- _REQUIREMENT_
Out of the lines below, please list those that hold the string "train".

- _SUPPLIED MATERIAL_
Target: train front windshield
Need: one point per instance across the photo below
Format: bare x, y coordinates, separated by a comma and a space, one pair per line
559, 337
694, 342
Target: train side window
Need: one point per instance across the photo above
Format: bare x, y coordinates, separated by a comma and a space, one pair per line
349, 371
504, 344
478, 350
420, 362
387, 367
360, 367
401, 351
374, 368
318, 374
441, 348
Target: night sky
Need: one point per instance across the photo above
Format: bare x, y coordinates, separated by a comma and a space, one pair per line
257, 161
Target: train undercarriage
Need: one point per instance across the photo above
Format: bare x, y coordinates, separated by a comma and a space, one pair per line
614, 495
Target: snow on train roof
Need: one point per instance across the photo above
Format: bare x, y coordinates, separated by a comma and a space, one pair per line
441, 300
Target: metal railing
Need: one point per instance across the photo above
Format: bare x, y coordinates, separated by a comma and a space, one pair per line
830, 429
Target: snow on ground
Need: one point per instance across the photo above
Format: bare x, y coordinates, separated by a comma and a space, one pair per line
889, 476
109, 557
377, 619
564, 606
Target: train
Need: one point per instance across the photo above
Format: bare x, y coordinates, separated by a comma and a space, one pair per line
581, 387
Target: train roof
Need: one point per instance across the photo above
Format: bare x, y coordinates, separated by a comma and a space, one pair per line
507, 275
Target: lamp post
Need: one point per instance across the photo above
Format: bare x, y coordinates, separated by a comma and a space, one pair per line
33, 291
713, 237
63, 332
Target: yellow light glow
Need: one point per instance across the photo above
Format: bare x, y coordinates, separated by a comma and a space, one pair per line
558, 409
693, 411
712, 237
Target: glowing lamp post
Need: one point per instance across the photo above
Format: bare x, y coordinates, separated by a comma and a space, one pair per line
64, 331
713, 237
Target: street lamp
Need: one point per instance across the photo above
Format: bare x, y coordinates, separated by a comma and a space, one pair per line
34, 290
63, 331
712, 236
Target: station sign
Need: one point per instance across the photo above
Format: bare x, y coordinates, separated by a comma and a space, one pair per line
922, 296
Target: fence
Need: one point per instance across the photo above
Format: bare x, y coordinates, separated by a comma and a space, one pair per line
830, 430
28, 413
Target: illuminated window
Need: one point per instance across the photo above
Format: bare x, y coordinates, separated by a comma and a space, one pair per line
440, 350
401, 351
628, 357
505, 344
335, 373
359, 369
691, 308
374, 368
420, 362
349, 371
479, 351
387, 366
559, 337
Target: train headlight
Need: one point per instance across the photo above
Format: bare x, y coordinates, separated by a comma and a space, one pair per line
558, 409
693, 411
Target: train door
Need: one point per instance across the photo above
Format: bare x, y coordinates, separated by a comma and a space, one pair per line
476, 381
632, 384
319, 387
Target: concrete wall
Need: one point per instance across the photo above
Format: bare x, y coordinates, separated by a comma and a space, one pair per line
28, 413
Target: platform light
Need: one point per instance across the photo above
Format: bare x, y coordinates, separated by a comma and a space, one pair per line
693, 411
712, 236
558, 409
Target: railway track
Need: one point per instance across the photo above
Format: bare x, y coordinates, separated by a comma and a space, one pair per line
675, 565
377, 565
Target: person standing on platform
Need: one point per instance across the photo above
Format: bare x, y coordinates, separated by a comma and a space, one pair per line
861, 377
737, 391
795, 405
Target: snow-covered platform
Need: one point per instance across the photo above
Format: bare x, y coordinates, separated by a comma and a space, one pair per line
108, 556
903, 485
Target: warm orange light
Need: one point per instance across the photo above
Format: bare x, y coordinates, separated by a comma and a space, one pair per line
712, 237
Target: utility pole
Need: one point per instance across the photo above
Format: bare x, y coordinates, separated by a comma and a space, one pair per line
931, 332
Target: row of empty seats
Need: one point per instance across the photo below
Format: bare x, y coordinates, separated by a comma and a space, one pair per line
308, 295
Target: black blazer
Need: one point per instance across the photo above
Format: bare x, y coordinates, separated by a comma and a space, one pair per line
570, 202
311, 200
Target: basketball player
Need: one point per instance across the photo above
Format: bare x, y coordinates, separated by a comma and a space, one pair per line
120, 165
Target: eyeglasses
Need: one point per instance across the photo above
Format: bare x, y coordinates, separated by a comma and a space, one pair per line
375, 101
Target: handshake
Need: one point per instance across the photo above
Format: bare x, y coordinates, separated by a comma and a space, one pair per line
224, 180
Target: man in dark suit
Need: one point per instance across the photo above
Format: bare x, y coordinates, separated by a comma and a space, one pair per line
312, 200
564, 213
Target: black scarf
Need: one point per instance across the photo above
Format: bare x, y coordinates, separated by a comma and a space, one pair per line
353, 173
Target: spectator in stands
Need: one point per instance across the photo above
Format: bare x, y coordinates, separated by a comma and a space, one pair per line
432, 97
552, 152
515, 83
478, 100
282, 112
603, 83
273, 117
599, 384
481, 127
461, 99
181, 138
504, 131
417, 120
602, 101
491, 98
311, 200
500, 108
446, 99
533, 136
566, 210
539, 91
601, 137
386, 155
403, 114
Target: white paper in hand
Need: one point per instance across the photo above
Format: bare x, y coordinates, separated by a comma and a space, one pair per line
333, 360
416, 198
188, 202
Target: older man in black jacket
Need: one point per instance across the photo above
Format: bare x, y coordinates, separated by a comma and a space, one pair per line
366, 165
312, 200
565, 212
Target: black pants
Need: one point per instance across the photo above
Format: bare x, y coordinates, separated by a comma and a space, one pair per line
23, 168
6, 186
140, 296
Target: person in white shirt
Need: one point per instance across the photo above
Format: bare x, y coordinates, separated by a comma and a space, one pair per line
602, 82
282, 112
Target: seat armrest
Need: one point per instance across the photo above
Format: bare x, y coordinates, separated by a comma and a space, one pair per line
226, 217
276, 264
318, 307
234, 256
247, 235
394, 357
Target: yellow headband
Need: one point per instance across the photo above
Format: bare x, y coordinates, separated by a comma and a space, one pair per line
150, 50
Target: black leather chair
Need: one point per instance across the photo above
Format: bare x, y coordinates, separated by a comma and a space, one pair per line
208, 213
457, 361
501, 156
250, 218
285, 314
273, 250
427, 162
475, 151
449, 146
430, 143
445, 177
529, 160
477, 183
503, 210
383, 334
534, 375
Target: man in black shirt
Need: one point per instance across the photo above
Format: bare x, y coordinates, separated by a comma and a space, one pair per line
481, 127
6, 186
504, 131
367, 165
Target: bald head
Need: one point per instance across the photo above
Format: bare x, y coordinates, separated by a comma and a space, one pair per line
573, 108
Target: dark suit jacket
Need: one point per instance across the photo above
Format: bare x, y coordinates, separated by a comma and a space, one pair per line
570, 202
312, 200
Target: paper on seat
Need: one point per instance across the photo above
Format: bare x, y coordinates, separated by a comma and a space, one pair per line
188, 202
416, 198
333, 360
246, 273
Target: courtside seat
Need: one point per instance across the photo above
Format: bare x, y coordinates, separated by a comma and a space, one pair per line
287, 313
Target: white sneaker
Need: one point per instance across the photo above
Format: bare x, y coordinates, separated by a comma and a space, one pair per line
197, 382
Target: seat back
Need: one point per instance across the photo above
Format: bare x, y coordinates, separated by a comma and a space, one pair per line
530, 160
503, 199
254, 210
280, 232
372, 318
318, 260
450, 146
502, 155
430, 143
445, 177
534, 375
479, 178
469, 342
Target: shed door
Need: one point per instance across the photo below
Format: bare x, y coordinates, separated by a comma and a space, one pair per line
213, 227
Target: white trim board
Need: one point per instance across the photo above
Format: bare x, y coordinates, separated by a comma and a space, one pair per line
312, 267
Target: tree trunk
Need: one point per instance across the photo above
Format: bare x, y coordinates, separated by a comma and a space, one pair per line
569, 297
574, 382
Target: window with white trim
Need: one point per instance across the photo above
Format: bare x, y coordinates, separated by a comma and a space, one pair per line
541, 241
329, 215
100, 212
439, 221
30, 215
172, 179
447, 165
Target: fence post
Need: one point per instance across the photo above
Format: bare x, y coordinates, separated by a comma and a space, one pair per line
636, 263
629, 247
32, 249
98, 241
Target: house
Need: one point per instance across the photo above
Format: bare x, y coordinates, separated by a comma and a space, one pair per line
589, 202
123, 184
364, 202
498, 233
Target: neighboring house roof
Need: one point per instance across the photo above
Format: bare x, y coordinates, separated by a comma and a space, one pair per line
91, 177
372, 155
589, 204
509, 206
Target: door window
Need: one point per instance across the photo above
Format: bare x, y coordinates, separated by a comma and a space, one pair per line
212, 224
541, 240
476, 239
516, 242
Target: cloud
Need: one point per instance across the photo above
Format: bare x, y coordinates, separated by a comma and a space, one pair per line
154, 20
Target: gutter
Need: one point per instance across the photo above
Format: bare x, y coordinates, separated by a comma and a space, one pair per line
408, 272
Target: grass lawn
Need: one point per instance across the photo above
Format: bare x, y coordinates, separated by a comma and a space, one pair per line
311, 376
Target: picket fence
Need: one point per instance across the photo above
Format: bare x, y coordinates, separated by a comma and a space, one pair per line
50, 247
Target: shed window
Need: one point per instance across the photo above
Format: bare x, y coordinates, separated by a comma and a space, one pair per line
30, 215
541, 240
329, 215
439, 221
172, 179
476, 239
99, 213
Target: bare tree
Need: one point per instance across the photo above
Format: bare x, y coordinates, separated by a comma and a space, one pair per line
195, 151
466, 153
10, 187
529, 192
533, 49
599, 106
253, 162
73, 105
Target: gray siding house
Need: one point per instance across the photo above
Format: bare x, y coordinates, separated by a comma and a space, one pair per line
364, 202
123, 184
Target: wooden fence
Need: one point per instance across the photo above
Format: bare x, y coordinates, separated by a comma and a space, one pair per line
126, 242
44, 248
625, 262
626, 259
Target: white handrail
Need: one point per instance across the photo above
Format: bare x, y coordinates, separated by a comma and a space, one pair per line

- _EXPECTED ANSWER_
Target: train front windshield
Target: train side window
Target: train undercarriage
Target: snow on train roof
Target: train
Target: train roof
Target: train headlight
Target: train door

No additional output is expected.